__Task to complete__:
This exercise needs all of the entries set down again, exactly as they read.
[Stored data Boundary: Start]
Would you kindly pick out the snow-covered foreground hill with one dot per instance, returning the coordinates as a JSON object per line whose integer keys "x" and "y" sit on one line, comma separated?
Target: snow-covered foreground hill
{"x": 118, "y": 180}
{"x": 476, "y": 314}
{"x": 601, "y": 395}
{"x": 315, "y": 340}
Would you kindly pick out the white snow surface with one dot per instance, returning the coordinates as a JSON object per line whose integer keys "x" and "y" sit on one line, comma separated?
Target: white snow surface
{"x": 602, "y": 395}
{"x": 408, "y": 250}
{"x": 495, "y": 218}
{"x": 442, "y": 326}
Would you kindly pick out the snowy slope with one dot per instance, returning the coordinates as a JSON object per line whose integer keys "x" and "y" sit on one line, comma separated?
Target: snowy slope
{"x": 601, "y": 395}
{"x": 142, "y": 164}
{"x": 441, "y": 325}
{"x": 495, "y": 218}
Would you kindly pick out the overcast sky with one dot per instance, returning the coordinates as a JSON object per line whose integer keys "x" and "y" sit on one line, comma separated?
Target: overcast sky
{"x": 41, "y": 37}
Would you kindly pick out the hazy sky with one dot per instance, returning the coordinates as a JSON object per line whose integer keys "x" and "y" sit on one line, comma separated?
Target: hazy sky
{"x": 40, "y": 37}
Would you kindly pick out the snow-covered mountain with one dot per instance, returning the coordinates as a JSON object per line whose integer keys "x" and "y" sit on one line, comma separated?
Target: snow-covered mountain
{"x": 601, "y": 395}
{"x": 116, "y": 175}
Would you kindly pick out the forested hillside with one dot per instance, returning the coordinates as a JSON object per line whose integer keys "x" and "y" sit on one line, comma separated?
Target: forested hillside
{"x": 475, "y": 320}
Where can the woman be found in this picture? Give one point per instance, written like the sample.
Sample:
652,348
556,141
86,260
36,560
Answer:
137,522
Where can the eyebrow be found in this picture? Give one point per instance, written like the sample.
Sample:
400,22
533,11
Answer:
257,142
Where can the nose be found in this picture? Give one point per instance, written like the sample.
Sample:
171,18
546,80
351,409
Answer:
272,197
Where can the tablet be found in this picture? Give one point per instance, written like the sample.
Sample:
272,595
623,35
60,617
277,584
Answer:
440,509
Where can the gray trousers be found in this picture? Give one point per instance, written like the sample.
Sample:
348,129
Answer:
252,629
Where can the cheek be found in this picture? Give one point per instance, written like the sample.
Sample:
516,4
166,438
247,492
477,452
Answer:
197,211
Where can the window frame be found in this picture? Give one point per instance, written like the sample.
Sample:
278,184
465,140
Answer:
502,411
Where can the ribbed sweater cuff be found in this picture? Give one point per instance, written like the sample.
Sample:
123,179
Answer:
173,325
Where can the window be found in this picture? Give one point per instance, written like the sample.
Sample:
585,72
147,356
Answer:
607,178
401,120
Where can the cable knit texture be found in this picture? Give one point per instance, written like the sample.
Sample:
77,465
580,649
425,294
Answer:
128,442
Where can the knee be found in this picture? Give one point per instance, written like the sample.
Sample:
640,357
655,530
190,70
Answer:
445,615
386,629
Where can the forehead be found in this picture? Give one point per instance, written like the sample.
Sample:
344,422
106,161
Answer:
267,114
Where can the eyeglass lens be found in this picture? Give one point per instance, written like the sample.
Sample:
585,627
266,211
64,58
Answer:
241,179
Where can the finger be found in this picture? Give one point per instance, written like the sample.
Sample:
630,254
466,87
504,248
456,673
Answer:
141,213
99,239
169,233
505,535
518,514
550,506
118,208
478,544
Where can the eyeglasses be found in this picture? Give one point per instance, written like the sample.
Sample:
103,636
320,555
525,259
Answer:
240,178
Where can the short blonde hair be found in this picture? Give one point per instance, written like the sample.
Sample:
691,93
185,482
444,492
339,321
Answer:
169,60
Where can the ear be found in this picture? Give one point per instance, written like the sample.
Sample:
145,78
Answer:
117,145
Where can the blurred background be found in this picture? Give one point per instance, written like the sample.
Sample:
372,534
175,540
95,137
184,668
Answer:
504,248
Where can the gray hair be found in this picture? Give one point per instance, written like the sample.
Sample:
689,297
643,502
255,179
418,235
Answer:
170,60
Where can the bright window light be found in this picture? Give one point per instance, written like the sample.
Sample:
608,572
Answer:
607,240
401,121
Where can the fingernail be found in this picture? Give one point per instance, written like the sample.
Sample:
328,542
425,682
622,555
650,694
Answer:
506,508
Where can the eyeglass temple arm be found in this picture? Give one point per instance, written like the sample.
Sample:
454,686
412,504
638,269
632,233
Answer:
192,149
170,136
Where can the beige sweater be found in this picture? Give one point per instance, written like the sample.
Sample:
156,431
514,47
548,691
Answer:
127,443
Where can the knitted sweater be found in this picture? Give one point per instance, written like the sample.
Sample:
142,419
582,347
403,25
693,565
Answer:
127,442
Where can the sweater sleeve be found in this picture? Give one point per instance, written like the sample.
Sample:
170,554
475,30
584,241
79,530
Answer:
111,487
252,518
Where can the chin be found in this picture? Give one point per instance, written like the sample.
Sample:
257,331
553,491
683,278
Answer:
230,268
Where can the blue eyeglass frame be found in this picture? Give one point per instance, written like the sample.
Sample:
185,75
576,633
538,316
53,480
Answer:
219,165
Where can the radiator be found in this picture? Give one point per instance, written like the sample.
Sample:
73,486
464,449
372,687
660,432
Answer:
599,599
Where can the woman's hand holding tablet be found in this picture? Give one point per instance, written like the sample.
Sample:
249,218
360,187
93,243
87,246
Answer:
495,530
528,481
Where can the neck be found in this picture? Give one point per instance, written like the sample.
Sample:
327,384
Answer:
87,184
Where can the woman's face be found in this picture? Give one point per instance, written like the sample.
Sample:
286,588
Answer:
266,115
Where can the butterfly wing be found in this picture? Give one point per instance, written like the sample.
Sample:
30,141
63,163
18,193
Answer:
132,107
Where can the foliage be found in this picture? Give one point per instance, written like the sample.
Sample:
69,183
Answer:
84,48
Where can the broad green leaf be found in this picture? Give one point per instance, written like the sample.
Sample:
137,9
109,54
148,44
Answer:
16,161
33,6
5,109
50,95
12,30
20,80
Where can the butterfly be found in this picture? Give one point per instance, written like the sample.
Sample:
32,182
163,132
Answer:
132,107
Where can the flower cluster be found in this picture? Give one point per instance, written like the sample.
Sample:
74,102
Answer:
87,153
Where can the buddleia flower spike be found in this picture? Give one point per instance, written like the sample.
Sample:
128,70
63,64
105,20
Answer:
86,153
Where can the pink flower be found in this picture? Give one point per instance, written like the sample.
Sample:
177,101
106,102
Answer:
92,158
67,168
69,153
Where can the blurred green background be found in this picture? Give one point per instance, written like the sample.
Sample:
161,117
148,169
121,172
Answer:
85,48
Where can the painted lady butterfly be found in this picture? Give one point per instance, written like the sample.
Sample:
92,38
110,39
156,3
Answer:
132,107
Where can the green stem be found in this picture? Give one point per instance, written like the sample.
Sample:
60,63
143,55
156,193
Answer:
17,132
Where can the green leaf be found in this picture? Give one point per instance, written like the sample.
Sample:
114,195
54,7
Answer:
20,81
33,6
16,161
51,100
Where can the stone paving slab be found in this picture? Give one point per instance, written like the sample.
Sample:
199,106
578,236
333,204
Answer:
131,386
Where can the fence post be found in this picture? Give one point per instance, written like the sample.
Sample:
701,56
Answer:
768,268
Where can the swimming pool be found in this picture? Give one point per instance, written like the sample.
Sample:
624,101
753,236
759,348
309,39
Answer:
[Stored data Boundary: End]
__Output of the task__:
Would you kindly pick out the snow-covered foreground hill with one dot per instance, returning the coordinates as a JSON object per line whose integer keys "x" and "y" sit on one line, comma separated?
Target: snow-covered foreground hill
{"x": 118, "y": 180}
{"x": 476, "y": 314}
{"x": 601, "y": 395}
{"x": 315, "y": 340}
Would you kindly pick out the white snow surface with one dot per instance, returning the coordinates as a JSON object per line whose integer keys "x" and "y" sit on one line, comma separated?
Target: white snow surface
{"x": 602, "y": 395}
{"x": 408, "y": 250}
{"x": 495, "y": 218}
{"x": 442, "y": 326}
Would you kindly pick out the snowy slope with one dot per instance, returning the coordinates as a JSON object per line whose integer keys "x" and "y" sit on one line, comma separated?
Target: snowy slope
{"x": 601, "y": 395}
{"x": 142, "y": 164}
{"x": 441, "y": 325}
{"x": 495, "y": 218}
Would you kindly pick out the overcast sky with one dot per instance, returning the coordinates as a JSON object per line whose integer keys "x" and "y" sit on one line, comma separated?
Target: overcast sky
{"x": 41, "y": 37}
Would you kindly pick out the hazy sky with one dot per instance, returning the coordinates as a JSON object per line whose integer keys "x" and "y" sit on one line, comma separated?
Target: hazy sky
{"x": 40, "y": 37}
Would you kindly pick out the snow-covered mountain with one dot per instance, returning the coordinates as a JSON object per line whose integer keys "x" and "y" sit on one line, comma separated?
Target: snow-covered mountain
{"x": 601, "y": 395}
{"x": 116, "y": 175}
Would you kindly pick out the forested hillside with one dot per instance, returning the coordinates as a JSON object per line whose integer keys "x" and "y" sit on one line, comma separated?
Target: forested hillside
{"x": 475, "y": 320}
Where can the woman be found in this picture? Give one point per instance, written like the sample.
Sample:
652,348
556,141
86,260
36,560
Answer:
137,522
Where can the eyebrow be found in this picture? Give one point per instance, written like the sample.
Sample:
400,22
533,11
Answer:
257,142
Where can the nose be found in this picture? Give one point per instance, written like the sample.
Sample:
171,18
546,80
351,409
Answer:
272,197
Where can the tablet be found in this picture? Give one point per instance, written like the sample.
Sample:
272,595
623,35
60,617
277,584
Answer:
440,509
Where can the gray trousers be found in this picture? Give one point per instance, written like the sample.
Sample:
348,129
Answer:
252,629
Where can the cheek be found in this picture? Give one point per instance, written like the sample.
Sample:
516,4
166,438
247,492
477,452
Answer:
197,211
Where can the window frame be found in this picture? Give one point per instance, written like the sample.
Sample:
278,184
465,140
Answer:
502,411
Where can the ribbed sweater cuff be found in this picture? Give one point per instance, written like the sample.
Sample:
123,179
Answer:
173,325
Where can the window be found in this picture? Give one point per instance, written like the sample.
Sample:
585,72
147,356
Answer:
607,178
401,120
Where can the cable knit texture be found in this picture? Give one point per instance, written like the sample.
Sample:
77,465
580,649
425,294
Answer:
128,442
Where can the knee be found in this picture? Give one point per instance, written like the sample.
Sample:
640,357
655,530
190,70
Answer:
445,615
386,629
Where can the forehead be found in this picture? Give one point per instance, written like the sample.
Sample:
344,422
106,161
Answer:
267,114
Where can the eyeglass lens be found in this picture? Give one point per instance, written like the sample.
Sample:
585,627
266,211
64,58
Answer:
241,179
Where can the finger be found in this picture? Give one point per instance, written like the sample.
Sample:
630,254
466,87
504,248
456,673
Answer:
141,213
99,239
169,233
505,535
518,514
550,506
118,208
478,544
Where can the eyeglasses be found in this picture? Give one point per instance, written like the sample.
Sample:
103,636
320,555
525,259
Answer:
240,178
Where can the short blonde hair be found in this picture? Give one point per instance, written like the sample.
Sample:
691,93
185,482
444,492
339,321
Answer:
169,60
Where can the ear be found in this picture? Give one point per instance, written like the sample.
Sample:
145,78
Answer:
117,145
Where can the blurred background be found in this picture? Give one point per instance, written like the sample.
Sample:
372,534
175,540
95,137
184,668
Answer:
504,248
Where can the gray hair be found in this picture? Give one point per instance, written like the sample.
Sample:
689,297
643,502
255,179
418,235
Answer:
170,60
Where can the bright window light be found in this picture? Give one point per instance, written like the sample.
Sample:
608,572
Answer:
607,240
401,121
Where can the fingernail be found in this picture? Give one point per instance, written like the sample.
Sample:
328,542
425,682
622,555
650,694
Answer:
506,508
Where can the eyeglass temple arm be found in this picture? Give one point per instance, written like the sample.
Sample:
454,686
412,504
638,269
632,233
Answer:
192,149
170,136
Where can the beige sweater be found in this picture? Give one point per instance, written like the sample.
Sample:
156,431
514,47
548,691
Answer:
127,443
Where can the knitted sweater be found in this picture? Give one point per instance, written like the sample.
Sample:
142,419
582,347
403,25
693,565
Answer:
127,442
Where can the sweater sleeve be found in this picture? Give one point per instance, written like the sample.
Sample:
170,554
475,30
584,241
79,530
Answer:
111,487
252,518
Where can the chin be found in this picture? Give one point per instance, written like the sample.
Sample:
257,331
553,491
683,278
Answer:
230,268
Where can the blue eyeglass frame be found in this picture? Give one point per instance, written like the sample.
Sample:
185,75
576,633
538,316
53,480
Answer:
219,165
Where can the radiator be found in this picture? Give one point per instance, written like the sample.
Sample:
73,486
464,449
372,687
660,432
Answer:
599,599
Where can the woman's hand holding tablet be found in this picture? Give one point per instance, written like the sample.
Sample:
249,218
360,187
93,243
87,246
Answer:
495,530
528,481
Where can the neck be found in this picture? Give one point per instance, written like the sample.
Sample:
327,384
Answer:
87,184
Where can the woman's face be found in this picture? Give one point per instance, written like the sample.
Sample:
286,588
Answer:
266,115
Where can the butterfly wing be found in this picture? Give one point per instance, written like the sample.
Sample:
30,141
63,163
18,193
Answer:
132,107
Where can the foliage be found in this picture? Give one point per instance, written like the sample.
Sample:
69,183
Answer:
84,48
Where can the broad green leaf be found in this picture? Give one point per instance, written like the sample.
Sample:
137,9
109,54
148,44
Answer:
16,161
33,6
5,109
50,95
12,30
20,80
Where can the butterfly be found in this picture? Give one point per instance, written like the sample.
Sample:
32,182
163,132
Answer:
132,107
Where can the flower cluster be found in this picture? Give one point per instance, written like the sample.
Sample:
74,102
Answer:
87,153
Where can the buddleia flower spike be found in this picture? Give one point per instance, written like the sample.
Sample:
128,70
63,64
105,20
Answer:
86,153
Where can the pink flower be found in this picture? Give one point per instance, written like the sample.
Sample:
177,101
106,102
Answer:
92,158
67,168
69,153
Where can the blurred green background be found in this picture? Give one point per instance, written like the sample.
Sample:
161,117
148,169
121,172
Answer:
85,48
Where can the painted lady butterfly be found in this picture? Give one point per instance, written like the sample.
Sample:
92,38
110,39
156,3
Answer:
132,107
Where can the green stem be found in this picture? Give one point per instance, written like the sample.
Sample:
60,63
143,55
156,193
Answer:
17,132
Where can the green leaf be found in this picture? Give one point per instance, written like the sample.
Sample:
114,195
54,7
Answer:
20,81
33,6
16,161
51,100
Where can the stone paving slab be found in this picture? Give one point per instance, written like the sample.
Sample:
199,106
578,236
333,204
Answer:
131,386
Where can the fence post be found in this picture? Give one point per instance, written like the sample.
Sample:
701,56
Answer:
768,268
Where can the swimming pool be found in this picture? Give one point per instance, written like the sample.
Sample:
624,101
753,236
759,348
309,39
Answer:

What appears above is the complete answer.